[Exercise directions] Your task is to output the entries below word for word.

[Provided data]
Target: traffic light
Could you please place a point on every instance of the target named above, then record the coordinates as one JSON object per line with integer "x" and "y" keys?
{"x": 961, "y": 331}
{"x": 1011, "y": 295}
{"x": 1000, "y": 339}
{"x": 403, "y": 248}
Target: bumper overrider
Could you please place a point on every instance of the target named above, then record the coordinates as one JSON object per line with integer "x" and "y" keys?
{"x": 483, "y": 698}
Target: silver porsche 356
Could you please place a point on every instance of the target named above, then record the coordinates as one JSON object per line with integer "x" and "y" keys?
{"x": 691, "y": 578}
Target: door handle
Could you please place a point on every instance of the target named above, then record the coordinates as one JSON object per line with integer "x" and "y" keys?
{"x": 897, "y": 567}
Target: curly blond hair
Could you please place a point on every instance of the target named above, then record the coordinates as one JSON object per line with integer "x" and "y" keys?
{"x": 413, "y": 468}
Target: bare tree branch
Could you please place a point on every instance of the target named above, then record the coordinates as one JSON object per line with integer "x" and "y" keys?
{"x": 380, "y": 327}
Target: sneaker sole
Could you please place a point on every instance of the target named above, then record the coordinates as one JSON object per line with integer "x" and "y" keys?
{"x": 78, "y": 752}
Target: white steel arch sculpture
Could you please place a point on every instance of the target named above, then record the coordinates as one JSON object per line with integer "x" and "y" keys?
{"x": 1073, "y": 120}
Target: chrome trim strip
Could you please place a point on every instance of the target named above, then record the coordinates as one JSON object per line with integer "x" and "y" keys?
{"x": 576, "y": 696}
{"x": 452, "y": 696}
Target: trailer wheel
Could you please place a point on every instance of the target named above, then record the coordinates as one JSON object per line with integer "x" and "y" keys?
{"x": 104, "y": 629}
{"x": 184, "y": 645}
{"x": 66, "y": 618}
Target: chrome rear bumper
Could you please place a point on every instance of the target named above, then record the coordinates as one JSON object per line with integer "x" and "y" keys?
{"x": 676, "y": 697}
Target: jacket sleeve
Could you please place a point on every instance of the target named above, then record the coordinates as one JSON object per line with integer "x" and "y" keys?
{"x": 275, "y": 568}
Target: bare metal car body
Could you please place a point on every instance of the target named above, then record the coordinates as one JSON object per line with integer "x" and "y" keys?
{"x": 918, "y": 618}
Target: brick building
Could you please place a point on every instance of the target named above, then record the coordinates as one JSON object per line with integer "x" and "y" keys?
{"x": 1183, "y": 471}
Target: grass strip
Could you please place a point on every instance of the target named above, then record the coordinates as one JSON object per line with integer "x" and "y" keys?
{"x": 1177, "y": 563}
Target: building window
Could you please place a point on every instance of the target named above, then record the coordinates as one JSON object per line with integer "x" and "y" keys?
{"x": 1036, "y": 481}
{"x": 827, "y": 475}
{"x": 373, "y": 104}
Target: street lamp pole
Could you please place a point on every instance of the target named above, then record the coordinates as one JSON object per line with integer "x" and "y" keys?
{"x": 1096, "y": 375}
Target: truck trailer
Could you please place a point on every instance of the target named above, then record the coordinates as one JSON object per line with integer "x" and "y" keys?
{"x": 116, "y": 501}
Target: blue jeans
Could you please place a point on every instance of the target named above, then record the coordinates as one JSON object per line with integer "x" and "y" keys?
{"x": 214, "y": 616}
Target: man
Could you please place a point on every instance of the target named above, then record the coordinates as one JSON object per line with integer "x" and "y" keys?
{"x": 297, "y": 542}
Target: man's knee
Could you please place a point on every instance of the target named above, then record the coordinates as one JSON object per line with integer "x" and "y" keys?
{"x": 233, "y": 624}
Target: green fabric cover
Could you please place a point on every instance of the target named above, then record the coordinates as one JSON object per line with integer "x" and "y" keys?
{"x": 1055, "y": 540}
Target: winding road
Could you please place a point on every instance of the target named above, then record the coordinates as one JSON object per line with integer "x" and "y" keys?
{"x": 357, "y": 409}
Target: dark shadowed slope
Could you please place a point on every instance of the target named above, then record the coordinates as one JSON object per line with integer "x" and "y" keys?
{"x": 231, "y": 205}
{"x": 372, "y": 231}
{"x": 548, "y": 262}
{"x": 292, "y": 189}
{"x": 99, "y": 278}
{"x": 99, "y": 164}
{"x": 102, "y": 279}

[Correct output]
Target: traffic light
Could you please place a point on every instance of the target named above, then record the coordinates as one JSON object per line with integer "x" and "y" keys?
{"x": 961, "y": 331}
{"x": 1011, "y": 295}
{"x": 1000, "y": 339}
{"x": 403, "y": 248}
Target: bumper overrider
Could you please place a point on every instance of the target named above, then record the coordinates as one JSON object per line with integer "x" and "y" keys?
{"x": 483, "y": 698}
Target: silver porsche 356
Could you please place a point on every instance of the target named above, then record the coordinates as one JSON object per line with integer "x" and "y" keys?
{"x": 691, "y": 578}
Target: door handle
Could you please place a point on every instance of the target named above, then record the coordinates as one JSON object per line with integer "x" and "y" keys?
{"x": 897, "y": 567}
Target: curly blond hair
Could you please place a point on every instance of the target named above, then record the coordinates as one JSON object per line with integer "x" and "y" keys?
{"x": 413, "y": 468}
Target: bare tree branch
Could you please place a point on every instance of the target named above, then record the coordinates as one JSON object per line with integer "x" and "y" keys?
{"x": 380, "y": 327}
Target: sneaker sole
Could you please place a point on every instance of the target named above, then record the coordinates as one JSON object per line with integer "x" and "y" keys?
{"x": 78, "y": 752}
Target: white steel arch sculpture
Could you please place a point on every instance of the target named above, then record the coordinates as one JSON object per line with integer "x" and "y" keys?
{"x": 1073, "y": 120}
Target: chrome trim strip
Could you please place a point on every instance of the target named above, then record the coordinates as one JSON object per line with integer "x" and "y" keys?
{"x": 576, "y": 696}
{"x": 452, "y": 696}
Target: trailer wheel
Could you please place a point on every instance of the target named above, then record the coordinates as one JSON object per line with integer "x" and "y" keys?
{"x": 104, "y": 629}
{"x": 184, "y": 645}
{"x": 66, "y": 618}
Target: chrome rear bumper
Could you please place a point on every instance of the target named above, then record the coordinates as one JSON object per line with integer "x" and "y" keys?
{"x": 676, "y": 697}
Target: jacket sleeve
Could you please place a point on every instance of the target named above, then record the coordinates as one JSON object per line with integer "x" and "y" keys?
{"x": 275, "y": 568}
Target: bare metal car body
Could you please place a point on every instance of the target named above, then record the coordinates as one JSON object per line with integer "x" and "y" keys?
{"x": 918, "y": 618}
Target: brick building
Could you please place a point on every instance of the target named above, then record the coordinates as one JSON object per line with integer "x" and "y" keys?
{"x": 1183, "y": 471}
Target: grass strip
Could you please place a point on every instance of the target named above, then record the coordinates as one JSON object per line with integer "x" and "y" keys?
{"x": 1177, "y": 563}
Target: building window
Could you please place a point on every instance of the target named above, then record the coordinates as one JSON object per line with integer "x" and "y" keys?
{"x": 1036, "y": 481}
{"x": 827, "y": 475}
{"x": 373, "y": 104}
Target: street lamp pole
Could you please place a point on every instance of the target named above, then record the coordinates as one JSON object per line with integer "x" and "y" keys?
{"x": 1096, "y": 375}
Target: truck trailer
Could you please place a point on every instance of the target named above, then record the coordinates as one JSON object per line with integer "x" and "y" keys?
{"x": 116, "y": 501}
Target: blue jeans
Could you please place a point on every instance of the target named above, then record the coordinates as one JSON object per line with integer "x" and "y" keys?
{"x": 214, "y": 616}
Target: man
Could you please place a point on every instance of the target named above, then record the coordinates as one JSON object per line with integer "x" and "y" keys?
{"x": 297, "y": 542}
Target: man's knee
Could you please place a point on every instance of the target named above, then record the coordinates as one JSON object per line with integer "x" and "y" keys?
{"x": 233, "y": 624}
Target: green fabric cover
Could you please place a point on every instance of the target named above, then record the coordinates as one JSON object per line with integer "x" and "y" keys?
{"x": 1055, "y": 540}
Target: winding road
Could you please place a point on every instance of the target named above, then record the coordinates as one JSON object per line with integer "x" and "y" keys?
{"x": 357, "y": 409}
Target: dark shadowed slope
Could you please place a point on every instance of the target named above, then record the coordinates as one JSON object per line with integer "x" and "y" keys?
{"x": 231, "y": 205}
{"x": 372, "y": 231}
{"x": 548, "y": 262}
{"x": 292, "y": 189}
{"x": 99, "y": 278}
{"x": 99, "y": 164}
{"x": 102, "y": 279}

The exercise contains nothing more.